Task to complete
Repeat the whole listing exactly, leaving nothing out.

Material supplied
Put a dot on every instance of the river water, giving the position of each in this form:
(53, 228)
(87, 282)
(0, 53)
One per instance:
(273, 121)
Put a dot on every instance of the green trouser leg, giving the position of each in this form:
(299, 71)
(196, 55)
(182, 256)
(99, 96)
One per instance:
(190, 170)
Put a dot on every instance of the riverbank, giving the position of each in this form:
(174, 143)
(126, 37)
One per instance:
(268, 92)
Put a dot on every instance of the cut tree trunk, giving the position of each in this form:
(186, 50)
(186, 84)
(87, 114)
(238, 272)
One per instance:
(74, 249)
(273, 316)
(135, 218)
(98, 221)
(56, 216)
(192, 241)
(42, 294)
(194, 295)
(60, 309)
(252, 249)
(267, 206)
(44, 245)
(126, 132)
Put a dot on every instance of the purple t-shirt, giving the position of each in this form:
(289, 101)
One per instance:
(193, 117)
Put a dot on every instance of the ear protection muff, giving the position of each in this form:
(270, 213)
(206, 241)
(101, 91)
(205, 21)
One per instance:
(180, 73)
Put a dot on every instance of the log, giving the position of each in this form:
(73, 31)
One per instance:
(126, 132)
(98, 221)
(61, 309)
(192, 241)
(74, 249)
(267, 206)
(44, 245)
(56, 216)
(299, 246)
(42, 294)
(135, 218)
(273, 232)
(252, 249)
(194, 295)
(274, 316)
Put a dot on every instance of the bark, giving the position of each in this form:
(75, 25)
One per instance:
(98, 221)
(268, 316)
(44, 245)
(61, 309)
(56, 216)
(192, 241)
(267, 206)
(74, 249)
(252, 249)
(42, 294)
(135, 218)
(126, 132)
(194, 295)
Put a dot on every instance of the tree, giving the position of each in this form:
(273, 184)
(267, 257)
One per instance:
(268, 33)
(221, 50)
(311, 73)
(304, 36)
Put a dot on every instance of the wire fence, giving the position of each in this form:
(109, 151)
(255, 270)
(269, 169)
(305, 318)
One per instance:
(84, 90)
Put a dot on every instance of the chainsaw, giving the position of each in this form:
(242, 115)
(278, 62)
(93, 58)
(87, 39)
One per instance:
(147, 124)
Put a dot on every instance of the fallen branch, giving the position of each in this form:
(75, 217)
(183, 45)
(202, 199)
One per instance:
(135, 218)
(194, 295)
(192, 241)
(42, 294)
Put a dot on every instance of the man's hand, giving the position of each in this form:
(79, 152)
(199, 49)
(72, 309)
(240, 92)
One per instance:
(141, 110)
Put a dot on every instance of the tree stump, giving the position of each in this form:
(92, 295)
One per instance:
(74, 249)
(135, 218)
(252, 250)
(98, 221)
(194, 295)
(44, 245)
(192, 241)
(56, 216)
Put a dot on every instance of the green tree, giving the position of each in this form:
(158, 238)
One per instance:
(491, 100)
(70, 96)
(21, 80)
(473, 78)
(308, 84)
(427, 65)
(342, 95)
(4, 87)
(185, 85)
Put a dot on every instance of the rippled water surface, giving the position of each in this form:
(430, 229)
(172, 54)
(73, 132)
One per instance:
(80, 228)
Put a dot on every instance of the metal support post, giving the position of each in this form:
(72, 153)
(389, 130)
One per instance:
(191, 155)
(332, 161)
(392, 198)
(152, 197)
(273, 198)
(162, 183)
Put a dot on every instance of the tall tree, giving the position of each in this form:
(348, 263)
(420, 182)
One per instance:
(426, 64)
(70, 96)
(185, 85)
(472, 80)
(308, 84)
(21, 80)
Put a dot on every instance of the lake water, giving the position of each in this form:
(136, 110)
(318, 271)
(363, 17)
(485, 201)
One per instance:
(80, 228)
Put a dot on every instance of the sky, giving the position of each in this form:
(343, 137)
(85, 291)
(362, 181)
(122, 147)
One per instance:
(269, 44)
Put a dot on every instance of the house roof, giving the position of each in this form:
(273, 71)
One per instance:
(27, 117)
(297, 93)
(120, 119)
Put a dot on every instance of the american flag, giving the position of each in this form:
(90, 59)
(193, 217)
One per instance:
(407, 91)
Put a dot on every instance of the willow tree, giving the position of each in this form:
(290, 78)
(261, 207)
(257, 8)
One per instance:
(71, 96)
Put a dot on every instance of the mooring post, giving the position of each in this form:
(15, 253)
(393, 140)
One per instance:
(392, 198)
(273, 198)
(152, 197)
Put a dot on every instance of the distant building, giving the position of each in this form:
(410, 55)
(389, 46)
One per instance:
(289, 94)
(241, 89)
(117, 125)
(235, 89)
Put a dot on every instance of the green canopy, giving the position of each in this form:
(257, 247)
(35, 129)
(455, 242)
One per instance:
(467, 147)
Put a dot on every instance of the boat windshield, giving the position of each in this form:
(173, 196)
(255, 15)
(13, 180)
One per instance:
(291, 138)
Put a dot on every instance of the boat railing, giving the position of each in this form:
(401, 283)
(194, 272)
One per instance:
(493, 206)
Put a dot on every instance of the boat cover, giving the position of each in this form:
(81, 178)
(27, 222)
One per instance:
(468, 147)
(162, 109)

Answer for the task
Put a dot on every instance of the river water, giving the position of each in this form:
(53, 228)
(87, 282)
(0, 53)
One per instance:
(273, 121)
Put a dot on every instance of the green trouser leg, giving the position of each in this form:
(299, 71)
(196, 55)
(182, 256)
(99, 96)
One per instance:
(190, 170)
Put a dot on every instance of the riverbank, giving the position of each in this form:
(174, 143)
(126, 37)
One per instance:
(268, 92)
Put a dot on every instance of the cut tree trunk, giving the position of each in this form:
(186, 50)
(186, 84)
(87, 114)
(238, 272)
One per instance:
(74, 249)
(273, 316)
(135, 218)
(98, 221)
(56, 216)
(192, 241)
(42, 294)
(194, 295)
(60, 309)
(252, 249)
(267, 206)
(44, 245)
(126, 132)
Put a dot on every instance of the purple t-shirt, giving the position of each in this form:
(289, 101)
One per instance:
(193, 117)
Put a dot on every instance of the ear protection muff, giving the position of each in this form:
(270, 213)
(206, 241)
(101, 91)
(205, 21)
One per instance:
(180, 73)
Put a dot on every instance of the log, giving the position of each in this form:
(73, 31)
One per instance:
(126, 132)
(98, 221)
(61, 309)
(192, 241)
(74, 249)
(267, 206)
(44, 245)
(56, 216)
(299, 246)
(42, 294)
(135, 218)
(273, 232)
(252, 249)
(194, 295)
(274, 316)
Put a dot on every instance of the bark, giving the position of each in this form:
(75, 25)
One per instance:
(98, 221)
(268, 316)
(44, 245)
(61, 309)
(56, 216)
(192, 241)
(267, 206)
(74, 249)
(252, 249)
(42, 294)
(135, 218)
(126, 132)
(194, 295)
Put a dot on every instance of the tree, giving the position of each in this form:
(273, 184)
(267, 257)
One per instance:
(268, 33)
(221, 50)
(311, 73)
(304, 36)
Put a dot on every instance of the wire fence, giving the position of each in this form:
(109, 151)
(255, 270)
(269, 169)
(305, 318)
One per instance:
(84, 90)
Put a dot on every instance of the chainsaw, giving the position of each in this form:
(242, 115)
(278, 62)
(93, 58)
(87, 39)
One per instance:
(147, 124)
Put a dot on every instance of the fallen branch, giving the position of each in this form:
(75, 217)
(183, 45)
(202, 199)
One per instance:
(135, 218)
(194, 295)
(192, 241)
(42, 294)
Put a dot on every instance of the man's hand, giving the position of each in this form:
(79, 152)
(199, 49)
(72, 309)
(240, 92)
One per instance:
(141, 110)
Put a dot on every instance of the tree stump, giving the position of each in this form:
(92, 295)
One per instance:
(74, 249)
(135, 218)
(252, 250)
(98, 221)
(194, 295)
(44, 245)
(192, 241)
(56, 216)
Put a dot on every instance of the green tree, giving the position of each in this form:
(158, 238)
One per instance:
(491, 100)
(70, 96)
(21, 80)
(473, 78)
(308, 84)
(427, 65)
(342, 95)
(4, 87)
(185, 85)
Put a dot on every instance of the rippled water surface, giving the position of each in this form:
(430, 229)
(172, 54)
(73, 132)
One per instance:
(80, 228)
Put a dot on every instance of the metal support post, giving the position of each in this form:
(72, 153)
(389, 130)
One per instance:
(191, 155)
(332, 161)
(392, 198)
(152, 197)
(273, 198)
(162, 183)
Put a dot on every instance of the tall tree, giving the position of each in this form:
(348, 263)
(420, 182)
One per instance:
(426, 64)
(70, 96)
(185, 85)
(472, 80)
(308, 84)
(21, 80)
Put a dot on every instance of the lake water, giving the position of each in this form:
(136, 110)
(318, 271)
(363, 17)
(485, 201)
One per instance:
(80, 228)
Put a dot on every instance of the sky, giving the position of each in this form:
(343, 137)
(85, 291)
(362, 181)
(122, 147)
One per instance:
(269, 44)
Put a dot on every instance of the house roof, giving the position of each in this form:
(273, 71)
One per instance:
(27, 117)
(297, 93)
(120, 119)
Put a dot on every instance of the american flag, giving the position of each in this form:
(90, 59)
(193, 217)
One per instance:
(407, 91)
Put a dot on every instance of the willow tree, giving the position of each in this form:
(290, 78)
(261, 207)
(257, 8)
One per instance:
(71, 96)
Put a dot on every instance of the mooring post, giving the position of each in this form:
(15, 253)
(393, 140)
One per instance:
(392, 198)
(273, 198)
(152, 197)
Put a dot on every instance of the distant building, giving the position of each in this form:
(410, 55)
(389, 46)
One per instance:
(289, 94)
(241, 89)
(117, 125)
(235, 89)
Put a dot on every instance of the green canopy, giving the position of each in this form:
(257, 247)
(35, 129)
(455, 242)
One per instance:
(467, 147)
Put a dot on every instance of the boat windshield, giving the position of each in this form:
(173, 196)
(255, 15)
(13, 180)
One per instance:
(291, 138)
Put a dot on every instance of the boat railing, giving the position of each in this form:
(401, 283)
(194, 272)
One per instance:
(493, 206)
Put a dot on every instance of the boat cover, giving the position of each in this form:
(81, 178)
(27, 222)
One per instance:
(468, 147)
(162, 109)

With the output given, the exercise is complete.